### The problem
Find every line in the records below that contains the word "green", and copy each of those lines. Case counts, so match the word only with the same capitalization.

[Excerpts of location labeling data]
·····
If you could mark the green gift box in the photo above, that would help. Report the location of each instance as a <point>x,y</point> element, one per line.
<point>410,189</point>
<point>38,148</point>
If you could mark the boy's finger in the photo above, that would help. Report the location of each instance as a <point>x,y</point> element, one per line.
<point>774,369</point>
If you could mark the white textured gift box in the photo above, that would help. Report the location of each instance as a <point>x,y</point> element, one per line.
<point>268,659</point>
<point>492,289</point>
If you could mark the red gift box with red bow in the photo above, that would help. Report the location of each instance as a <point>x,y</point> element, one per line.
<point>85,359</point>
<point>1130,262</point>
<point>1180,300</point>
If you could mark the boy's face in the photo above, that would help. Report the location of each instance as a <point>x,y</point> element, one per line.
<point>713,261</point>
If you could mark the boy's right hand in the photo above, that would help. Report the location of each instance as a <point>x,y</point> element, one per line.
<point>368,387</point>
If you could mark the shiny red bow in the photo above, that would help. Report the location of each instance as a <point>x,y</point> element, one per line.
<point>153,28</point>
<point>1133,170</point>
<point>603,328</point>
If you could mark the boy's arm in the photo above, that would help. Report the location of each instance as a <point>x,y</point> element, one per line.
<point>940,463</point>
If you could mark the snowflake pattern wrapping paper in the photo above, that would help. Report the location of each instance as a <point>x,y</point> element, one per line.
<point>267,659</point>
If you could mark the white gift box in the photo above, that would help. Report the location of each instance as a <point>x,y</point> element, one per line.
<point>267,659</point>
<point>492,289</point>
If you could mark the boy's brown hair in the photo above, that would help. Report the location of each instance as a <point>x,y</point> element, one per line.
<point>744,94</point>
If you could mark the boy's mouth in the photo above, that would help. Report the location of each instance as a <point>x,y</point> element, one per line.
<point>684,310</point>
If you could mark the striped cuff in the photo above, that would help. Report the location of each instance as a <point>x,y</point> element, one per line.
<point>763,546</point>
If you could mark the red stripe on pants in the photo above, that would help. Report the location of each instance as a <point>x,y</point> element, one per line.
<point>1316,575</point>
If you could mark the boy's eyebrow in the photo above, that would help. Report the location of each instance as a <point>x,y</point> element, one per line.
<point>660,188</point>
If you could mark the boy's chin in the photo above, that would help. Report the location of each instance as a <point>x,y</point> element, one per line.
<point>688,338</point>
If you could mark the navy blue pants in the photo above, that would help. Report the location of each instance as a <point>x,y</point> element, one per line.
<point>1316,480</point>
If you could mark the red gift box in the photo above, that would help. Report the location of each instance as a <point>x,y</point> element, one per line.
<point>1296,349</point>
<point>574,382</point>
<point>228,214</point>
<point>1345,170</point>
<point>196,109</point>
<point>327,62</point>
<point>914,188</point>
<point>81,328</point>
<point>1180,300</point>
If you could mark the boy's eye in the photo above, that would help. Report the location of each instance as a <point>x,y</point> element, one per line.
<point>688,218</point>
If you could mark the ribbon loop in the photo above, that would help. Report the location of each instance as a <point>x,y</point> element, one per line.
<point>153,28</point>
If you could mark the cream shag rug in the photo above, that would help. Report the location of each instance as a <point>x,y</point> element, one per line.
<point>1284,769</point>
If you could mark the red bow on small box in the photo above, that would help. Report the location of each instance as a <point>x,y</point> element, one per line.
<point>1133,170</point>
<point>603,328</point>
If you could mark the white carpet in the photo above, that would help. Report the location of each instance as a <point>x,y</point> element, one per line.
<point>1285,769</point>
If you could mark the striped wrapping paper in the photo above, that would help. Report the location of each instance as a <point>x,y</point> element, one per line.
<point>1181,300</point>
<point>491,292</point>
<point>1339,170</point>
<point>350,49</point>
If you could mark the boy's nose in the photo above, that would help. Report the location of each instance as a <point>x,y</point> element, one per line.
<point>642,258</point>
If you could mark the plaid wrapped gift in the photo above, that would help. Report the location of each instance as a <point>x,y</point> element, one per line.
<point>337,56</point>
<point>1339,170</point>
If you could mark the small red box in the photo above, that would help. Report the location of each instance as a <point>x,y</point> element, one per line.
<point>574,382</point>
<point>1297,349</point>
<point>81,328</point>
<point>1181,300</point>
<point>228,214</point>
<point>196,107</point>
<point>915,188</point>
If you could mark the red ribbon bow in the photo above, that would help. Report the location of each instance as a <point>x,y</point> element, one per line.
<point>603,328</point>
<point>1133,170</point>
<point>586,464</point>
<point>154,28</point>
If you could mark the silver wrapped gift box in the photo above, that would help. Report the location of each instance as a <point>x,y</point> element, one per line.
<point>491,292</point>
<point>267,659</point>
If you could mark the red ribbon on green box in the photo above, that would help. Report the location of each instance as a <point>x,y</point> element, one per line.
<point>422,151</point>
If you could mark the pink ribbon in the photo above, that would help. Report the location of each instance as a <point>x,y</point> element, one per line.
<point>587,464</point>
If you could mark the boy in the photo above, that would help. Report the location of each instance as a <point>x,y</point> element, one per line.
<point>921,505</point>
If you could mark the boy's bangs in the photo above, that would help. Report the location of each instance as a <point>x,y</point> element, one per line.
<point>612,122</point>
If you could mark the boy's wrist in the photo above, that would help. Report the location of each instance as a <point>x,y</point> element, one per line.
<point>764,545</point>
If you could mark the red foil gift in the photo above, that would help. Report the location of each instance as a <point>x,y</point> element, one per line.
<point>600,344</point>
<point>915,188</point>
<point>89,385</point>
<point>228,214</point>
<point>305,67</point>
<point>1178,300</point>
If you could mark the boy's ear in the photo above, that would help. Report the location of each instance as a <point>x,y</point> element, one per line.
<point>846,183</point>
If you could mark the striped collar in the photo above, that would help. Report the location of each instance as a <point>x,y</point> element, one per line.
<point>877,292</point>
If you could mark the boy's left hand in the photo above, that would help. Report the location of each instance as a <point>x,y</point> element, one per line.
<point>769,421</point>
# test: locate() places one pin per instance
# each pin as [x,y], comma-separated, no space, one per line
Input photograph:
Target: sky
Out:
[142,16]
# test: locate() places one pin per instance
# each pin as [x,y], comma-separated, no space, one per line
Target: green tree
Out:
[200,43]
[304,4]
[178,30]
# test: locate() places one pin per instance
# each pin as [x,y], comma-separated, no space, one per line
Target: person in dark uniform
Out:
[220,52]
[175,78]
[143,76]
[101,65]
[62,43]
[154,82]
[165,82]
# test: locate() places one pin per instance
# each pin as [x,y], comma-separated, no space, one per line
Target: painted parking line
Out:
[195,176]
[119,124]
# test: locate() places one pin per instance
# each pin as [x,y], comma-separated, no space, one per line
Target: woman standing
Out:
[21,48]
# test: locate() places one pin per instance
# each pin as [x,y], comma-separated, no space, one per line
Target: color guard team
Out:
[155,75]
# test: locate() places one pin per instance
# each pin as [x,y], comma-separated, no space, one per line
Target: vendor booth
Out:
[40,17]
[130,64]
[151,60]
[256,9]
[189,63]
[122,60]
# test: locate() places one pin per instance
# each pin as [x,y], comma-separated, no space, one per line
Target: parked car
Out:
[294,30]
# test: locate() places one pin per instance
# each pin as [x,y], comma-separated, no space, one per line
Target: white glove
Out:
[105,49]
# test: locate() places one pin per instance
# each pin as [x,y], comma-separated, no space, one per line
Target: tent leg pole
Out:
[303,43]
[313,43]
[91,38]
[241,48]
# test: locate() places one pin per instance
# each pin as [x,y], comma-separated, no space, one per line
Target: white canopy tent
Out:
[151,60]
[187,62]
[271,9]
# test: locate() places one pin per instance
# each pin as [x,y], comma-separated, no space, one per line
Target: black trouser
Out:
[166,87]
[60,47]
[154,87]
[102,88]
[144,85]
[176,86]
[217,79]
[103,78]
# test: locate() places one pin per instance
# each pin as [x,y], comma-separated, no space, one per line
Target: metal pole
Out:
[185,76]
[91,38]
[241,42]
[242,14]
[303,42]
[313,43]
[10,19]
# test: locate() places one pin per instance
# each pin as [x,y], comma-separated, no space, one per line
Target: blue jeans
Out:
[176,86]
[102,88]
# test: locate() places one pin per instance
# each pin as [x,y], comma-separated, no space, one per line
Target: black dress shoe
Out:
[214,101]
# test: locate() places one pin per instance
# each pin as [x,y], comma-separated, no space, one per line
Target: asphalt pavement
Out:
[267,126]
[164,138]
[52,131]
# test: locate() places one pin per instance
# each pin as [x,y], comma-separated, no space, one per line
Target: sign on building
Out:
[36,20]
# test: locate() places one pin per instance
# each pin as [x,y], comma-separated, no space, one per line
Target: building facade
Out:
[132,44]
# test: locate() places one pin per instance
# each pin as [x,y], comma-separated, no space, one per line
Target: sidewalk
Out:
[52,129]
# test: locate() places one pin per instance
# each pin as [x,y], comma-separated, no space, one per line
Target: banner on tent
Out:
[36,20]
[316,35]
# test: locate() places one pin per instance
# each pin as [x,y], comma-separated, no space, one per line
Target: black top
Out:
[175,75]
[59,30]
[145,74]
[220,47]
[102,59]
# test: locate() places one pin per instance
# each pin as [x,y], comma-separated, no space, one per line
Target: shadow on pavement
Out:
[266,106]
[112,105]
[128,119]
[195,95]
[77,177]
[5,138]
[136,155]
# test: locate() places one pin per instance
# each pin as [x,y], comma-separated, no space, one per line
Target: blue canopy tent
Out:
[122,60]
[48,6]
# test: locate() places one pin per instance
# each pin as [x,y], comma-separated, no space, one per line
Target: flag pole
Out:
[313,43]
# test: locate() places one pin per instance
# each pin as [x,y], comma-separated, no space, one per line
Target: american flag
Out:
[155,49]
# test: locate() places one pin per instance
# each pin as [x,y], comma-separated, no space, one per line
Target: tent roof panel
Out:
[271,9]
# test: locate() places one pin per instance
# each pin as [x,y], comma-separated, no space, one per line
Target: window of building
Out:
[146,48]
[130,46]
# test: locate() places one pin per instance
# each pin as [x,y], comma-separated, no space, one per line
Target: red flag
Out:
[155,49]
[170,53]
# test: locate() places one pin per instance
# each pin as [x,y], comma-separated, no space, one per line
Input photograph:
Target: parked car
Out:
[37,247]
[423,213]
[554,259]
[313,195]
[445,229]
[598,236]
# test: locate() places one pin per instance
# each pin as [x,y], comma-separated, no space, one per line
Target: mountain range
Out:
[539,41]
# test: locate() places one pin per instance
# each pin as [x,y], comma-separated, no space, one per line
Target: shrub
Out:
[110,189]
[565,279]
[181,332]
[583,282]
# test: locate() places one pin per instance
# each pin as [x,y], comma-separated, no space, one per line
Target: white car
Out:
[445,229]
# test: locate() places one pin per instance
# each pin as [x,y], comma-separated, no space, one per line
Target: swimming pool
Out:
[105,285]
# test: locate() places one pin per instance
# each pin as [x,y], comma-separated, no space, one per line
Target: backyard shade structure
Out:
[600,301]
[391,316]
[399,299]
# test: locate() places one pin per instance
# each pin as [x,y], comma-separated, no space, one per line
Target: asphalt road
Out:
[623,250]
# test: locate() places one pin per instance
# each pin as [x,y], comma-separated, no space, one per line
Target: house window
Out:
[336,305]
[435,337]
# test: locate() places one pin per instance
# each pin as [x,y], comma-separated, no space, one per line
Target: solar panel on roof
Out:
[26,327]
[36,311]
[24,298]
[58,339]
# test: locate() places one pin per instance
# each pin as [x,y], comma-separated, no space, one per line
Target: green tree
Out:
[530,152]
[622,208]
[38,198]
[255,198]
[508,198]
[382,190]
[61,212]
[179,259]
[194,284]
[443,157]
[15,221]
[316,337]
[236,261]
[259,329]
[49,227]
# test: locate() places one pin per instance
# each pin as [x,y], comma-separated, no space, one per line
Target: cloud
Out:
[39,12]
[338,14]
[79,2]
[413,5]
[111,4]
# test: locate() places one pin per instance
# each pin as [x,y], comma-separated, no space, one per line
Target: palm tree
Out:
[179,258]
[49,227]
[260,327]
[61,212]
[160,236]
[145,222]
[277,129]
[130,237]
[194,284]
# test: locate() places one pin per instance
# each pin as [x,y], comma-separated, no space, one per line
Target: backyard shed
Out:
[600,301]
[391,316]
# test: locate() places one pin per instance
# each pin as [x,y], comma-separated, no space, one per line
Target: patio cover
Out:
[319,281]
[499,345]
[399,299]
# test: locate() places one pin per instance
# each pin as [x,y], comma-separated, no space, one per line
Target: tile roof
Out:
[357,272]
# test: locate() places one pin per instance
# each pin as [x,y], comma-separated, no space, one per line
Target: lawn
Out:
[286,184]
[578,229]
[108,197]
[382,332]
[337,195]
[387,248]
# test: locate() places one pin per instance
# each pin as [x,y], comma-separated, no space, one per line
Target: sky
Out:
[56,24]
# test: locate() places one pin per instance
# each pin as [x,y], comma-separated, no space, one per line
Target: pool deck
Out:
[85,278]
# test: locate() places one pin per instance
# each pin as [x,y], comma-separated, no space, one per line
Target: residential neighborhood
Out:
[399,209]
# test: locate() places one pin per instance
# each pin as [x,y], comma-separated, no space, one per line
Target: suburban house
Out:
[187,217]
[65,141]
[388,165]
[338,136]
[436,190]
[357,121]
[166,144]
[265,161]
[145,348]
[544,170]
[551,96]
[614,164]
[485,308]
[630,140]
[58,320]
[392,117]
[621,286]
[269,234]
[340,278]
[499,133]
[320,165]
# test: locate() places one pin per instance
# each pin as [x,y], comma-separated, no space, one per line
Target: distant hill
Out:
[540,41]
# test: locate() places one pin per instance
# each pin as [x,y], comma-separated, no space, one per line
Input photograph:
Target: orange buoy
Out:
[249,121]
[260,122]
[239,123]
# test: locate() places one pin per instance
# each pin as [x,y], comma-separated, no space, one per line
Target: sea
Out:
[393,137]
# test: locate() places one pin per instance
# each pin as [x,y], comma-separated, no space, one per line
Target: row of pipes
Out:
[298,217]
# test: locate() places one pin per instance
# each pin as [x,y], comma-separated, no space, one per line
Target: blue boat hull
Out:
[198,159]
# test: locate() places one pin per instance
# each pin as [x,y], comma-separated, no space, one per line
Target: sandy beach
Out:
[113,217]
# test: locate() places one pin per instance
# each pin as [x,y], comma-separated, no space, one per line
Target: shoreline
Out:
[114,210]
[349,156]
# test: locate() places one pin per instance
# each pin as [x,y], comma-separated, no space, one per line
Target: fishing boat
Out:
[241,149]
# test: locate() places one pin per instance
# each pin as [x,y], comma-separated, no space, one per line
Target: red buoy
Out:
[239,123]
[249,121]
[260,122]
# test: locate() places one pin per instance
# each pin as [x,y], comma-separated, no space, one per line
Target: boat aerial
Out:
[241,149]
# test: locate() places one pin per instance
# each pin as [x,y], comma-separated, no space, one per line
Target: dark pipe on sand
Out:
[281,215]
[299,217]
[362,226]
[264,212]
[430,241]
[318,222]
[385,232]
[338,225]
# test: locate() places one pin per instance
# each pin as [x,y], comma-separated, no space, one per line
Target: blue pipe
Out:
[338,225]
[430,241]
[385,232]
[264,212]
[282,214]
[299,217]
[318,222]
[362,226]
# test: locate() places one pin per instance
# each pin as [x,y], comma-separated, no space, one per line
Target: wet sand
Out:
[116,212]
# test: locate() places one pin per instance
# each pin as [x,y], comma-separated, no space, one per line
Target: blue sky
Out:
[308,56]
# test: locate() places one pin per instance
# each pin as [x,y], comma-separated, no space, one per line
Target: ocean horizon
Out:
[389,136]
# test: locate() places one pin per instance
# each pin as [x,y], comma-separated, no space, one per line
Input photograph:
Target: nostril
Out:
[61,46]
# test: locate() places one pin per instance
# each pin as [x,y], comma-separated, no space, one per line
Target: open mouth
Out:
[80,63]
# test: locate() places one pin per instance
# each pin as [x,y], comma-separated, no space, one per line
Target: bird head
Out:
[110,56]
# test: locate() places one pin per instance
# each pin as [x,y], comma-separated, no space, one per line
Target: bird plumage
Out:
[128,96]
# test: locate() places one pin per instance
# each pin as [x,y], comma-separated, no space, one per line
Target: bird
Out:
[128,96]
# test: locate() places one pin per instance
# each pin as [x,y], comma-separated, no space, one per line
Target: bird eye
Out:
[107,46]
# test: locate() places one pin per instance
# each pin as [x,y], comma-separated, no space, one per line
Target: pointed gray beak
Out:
·····
### Exercise output
If you could mark the green gift box in the photo above, that would help. Report the location of each instance as a <point>x,y</point> element, one per line.
If you could mark the red ribbon on green box in the photo above, that would help. Report the location of each instance as a <point>x,y</point> element, one per line.
Target: green tree
Target: green tree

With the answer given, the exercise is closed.